WHAT YOU NEED TO DO –
Format as a JSON list of strings every line of the items from the one containing "Target: gothic arch" through the last line of the items, one string per line and no blank lines.
## Start DATASET RECORDS
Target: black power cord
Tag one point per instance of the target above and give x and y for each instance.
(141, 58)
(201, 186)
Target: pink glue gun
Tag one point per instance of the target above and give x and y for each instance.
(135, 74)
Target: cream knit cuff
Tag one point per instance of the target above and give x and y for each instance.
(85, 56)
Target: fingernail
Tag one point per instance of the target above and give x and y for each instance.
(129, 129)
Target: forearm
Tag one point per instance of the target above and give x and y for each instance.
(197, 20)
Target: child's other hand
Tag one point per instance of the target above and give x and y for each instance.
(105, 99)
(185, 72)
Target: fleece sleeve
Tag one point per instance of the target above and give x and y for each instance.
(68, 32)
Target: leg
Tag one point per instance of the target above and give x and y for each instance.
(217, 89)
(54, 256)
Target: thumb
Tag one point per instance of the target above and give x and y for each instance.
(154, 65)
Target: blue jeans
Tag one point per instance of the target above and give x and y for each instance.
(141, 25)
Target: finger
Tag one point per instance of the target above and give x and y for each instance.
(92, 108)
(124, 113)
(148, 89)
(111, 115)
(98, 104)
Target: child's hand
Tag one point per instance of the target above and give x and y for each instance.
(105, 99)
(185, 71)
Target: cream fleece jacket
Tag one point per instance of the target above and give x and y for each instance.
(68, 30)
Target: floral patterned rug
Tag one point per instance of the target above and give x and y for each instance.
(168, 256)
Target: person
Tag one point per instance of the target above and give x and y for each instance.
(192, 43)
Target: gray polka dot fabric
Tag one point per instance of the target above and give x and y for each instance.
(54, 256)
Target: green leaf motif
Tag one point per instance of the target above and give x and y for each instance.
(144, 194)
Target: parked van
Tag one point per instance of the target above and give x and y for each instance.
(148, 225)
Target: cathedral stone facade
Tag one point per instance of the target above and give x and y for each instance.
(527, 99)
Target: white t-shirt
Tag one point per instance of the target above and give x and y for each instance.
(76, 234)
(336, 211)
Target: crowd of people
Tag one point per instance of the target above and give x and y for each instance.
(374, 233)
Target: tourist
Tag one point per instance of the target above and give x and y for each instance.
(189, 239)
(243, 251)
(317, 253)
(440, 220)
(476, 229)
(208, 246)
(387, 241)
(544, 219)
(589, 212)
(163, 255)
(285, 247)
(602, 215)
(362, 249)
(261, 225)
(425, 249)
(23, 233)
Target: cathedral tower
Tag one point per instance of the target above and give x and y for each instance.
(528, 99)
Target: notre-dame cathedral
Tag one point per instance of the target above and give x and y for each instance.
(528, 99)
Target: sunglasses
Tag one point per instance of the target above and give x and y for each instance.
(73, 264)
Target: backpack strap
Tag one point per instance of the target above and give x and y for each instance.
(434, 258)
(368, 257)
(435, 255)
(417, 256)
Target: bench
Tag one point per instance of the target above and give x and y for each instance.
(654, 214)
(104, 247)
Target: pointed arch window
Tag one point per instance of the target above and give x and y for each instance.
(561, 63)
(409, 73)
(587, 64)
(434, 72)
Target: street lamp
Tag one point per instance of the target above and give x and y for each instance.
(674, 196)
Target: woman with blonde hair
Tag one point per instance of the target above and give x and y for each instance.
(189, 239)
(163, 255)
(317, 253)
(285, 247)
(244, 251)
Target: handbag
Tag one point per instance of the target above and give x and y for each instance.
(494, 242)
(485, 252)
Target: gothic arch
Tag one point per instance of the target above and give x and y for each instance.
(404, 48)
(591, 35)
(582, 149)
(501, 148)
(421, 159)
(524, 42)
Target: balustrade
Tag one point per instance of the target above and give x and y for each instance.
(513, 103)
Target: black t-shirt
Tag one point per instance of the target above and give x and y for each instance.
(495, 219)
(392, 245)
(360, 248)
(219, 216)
## End DATASET RECORDS
EXERCISE OUTPUT –
[
  "Target: gothic arch",
  "Tag one point per instance of the target above and give x and y for each instance.",
  "(404, 48)",
  "(591, 35)",
  "(582, 149)",
  "(501, 148)",
  "(421, 159)",
  "(524, 42)",
  "Target: balustrade",
  "Tag one point per instance of the target above and give x and y for each instance.",
  "(513, 103)",
  "Target: black t-shirt",
  "Tag one point per instance of the target above and give x and y for each instance.",
  "(495, 219)",
  "(392, 245)",
  "(360, 248)",
  "(219, 216)"
]